#### [Exercise]
Could you write out again the lines starting at the one containing "Check that each instance of the tree" and ending at the last line, request lines included and left as they are, with every x and y coordinate in the answers multiplied by 0.5 and rounded to a whole number, halves rounding up?

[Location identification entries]
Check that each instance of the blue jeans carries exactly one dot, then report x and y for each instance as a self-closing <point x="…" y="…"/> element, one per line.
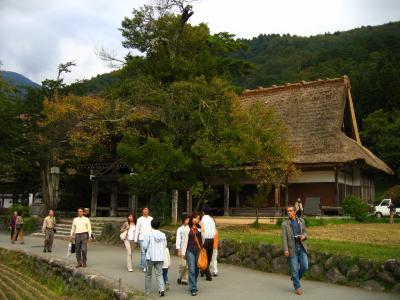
<point x="165" y="275"/>
<point x="142" y="256"/>
<point x="298" y="265"/>
<point x="191" y="258"/>
<point x="158" y="270"/>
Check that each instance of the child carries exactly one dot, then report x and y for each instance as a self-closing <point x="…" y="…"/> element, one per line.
<point x="166" y="265"/>
<point x="154" y="245"/>
<point x="183" y="270"/>
<point x="214" y="261"/>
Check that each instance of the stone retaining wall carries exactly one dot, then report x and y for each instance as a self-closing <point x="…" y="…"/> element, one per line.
<point x="352" y="271"/>
<point x="73" y="277"/>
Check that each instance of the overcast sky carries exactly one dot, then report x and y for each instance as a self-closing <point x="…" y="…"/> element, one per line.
<point x="37" y="35"/>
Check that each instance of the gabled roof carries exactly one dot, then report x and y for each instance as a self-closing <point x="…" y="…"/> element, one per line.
<point x="320" y="119"/>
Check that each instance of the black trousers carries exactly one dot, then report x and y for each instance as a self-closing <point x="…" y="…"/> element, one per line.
<point x="81" y="247"/>
<point x="208" y="245"/>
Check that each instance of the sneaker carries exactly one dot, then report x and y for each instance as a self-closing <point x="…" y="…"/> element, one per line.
<point x="298" y="291"/>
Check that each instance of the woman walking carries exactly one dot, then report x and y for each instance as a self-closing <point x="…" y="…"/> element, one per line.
<point x="191" y="249"/>
<point x="19" y="231"/>
<point x="128" y="235"/>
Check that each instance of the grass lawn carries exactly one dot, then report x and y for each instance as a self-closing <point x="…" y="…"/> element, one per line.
<point x="372" y="241"/>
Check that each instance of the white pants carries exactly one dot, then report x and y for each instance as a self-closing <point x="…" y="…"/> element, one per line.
<point x="129" y="246"/>
<point x="214" y="262"/>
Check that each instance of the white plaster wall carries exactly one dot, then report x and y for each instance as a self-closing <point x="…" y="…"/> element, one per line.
<point x="313" y="176"/>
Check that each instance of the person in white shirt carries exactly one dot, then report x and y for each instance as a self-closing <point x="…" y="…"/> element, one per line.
<point x="154" y="244"/>
<point x="183" y="270"/>
<point x="128" y="232"/>
<point x="208" y="229"/>
<point x="143" y="226"/>
<point x="82" y="230"/>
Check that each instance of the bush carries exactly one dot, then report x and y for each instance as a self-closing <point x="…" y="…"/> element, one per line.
<point x="356" y="208"/>
<point x="18" y="207"/>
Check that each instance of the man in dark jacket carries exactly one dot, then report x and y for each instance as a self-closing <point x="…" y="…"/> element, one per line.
<point x="12" y="224"/>
<point x="294" y="235"/>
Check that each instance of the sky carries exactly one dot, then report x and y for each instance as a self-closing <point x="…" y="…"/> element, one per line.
<point x="37" y="35"/>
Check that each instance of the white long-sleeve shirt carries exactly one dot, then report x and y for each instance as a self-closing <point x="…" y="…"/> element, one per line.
<point x="81" y="225"/>
<point x="179" y="237"/>
<point x="143" y="226"/>
<point x="154" y="244"/>
<point x="208" y="227"/>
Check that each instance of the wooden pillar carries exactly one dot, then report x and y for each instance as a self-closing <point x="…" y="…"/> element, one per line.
<point x="226" y="199"/>
<point x="174" y="210"/>
<point x="132" y="203"/>
<point x="276" y="196"/>
<point x="114" y="199"/>
<point x="93" y="202"/>
<point x="337" y="188"/>
<point x="189" y="202"/>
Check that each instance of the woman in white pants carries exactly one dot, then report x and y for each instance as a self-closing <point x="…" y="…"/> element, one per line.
<point x="128" y="236"/>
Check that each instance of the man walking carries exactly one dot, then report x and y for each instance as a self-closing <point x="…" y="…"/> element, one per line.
<point x="48" y="228"/>
<point x="208" y="232"/>
<point x="293" y="232"/>
<point x="143" y="226"/>
<point x="82" y="230"/>
<point x="299" y="208"/>
<point x="392" y="211"/>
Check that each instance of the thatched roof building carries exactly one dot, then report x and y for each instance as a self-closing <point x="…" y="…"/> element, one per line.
<point x="320" y="118"/>
<point x="323" y="131"/>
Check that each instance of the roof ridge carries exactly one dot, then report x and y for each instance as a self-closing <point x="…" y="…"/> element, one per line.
<point x="260" y="90"/>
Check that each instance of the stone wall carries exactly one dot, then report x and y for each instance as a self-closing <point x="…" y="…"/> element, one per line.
<point x="352" y="271"/>
<point x="74" y="278"/>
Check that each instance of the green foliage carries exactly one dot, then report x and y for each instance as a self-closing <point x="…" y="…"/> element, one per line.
<point x="381" y="131"/>
<point x="356" y="208"/>
<point x="24" y="209"/>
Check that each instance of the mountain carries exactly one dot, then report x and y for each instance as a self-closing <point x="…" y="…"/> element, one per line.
<point x="18" y="80"/>
<point x="369" y="55"/>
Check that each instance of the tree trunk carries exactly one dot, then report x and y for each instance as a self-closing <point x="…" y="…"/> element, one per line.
<point x="50" y="185"/>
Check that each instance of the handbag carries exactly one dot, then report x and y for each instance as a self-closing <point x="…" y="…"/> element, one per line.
<point x="122" y="236"/>
<point x="202" y="260"/>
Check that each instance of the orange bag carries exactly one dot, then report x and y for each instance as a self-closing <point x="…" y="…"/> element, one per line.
<point x="202" y="260"/>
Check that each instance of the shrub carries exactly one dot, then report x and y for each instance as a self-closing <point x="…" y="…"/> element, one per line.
<point x="18" y="207"/>
<point x="356" y="208"/>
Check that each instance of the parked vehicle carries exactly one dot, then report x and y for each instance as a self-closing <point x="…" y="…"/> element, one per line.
<point x="382" y="210"/>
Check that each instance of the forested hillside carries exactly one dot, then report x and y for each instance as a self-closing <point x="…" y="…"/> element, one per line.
<point x="369" y="55"/>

#### [Answer below]
Check that each instance of the tree trunk carries exactly one dot, then report x and y for each instance as a self-closing <point x="…" y="…"/> element, one per line.
<point x="25" y="93"/>
Check that each instance of the handbag carries exactly one dot, then report x and y for each instance as a self-closing <point x="…" y="…"/> element, one per line.
<point x="61" y="118"/>
<point x="101" y="130"/>
Check that each instance of the orange bag carries exactly one dot, then report x and y for each instance as a self-closing <point x="…" y="…"/> element, one per line.
<point x="101" y="130"/>
Check that each instance of the shrub carries exactly one dot, then report x and y for each instance as a self-closing <point x="…" y="…"/> element, one per line.
<point x="9" y="104"/>
<point x="178" y="104"/>
Check that each instance of the parked vehicle carries exactly one dot, then report x and y for each instance as a self-closing <point x="…" y="…"/> element, one per line.
<point x="191" y="105"/>
Check that each instance of the forested hillside carries exactly one dot, then report x and y for each instance as a self-closing <point x="…" y="…"/> element, one per line.
<point x="185" y="28"/>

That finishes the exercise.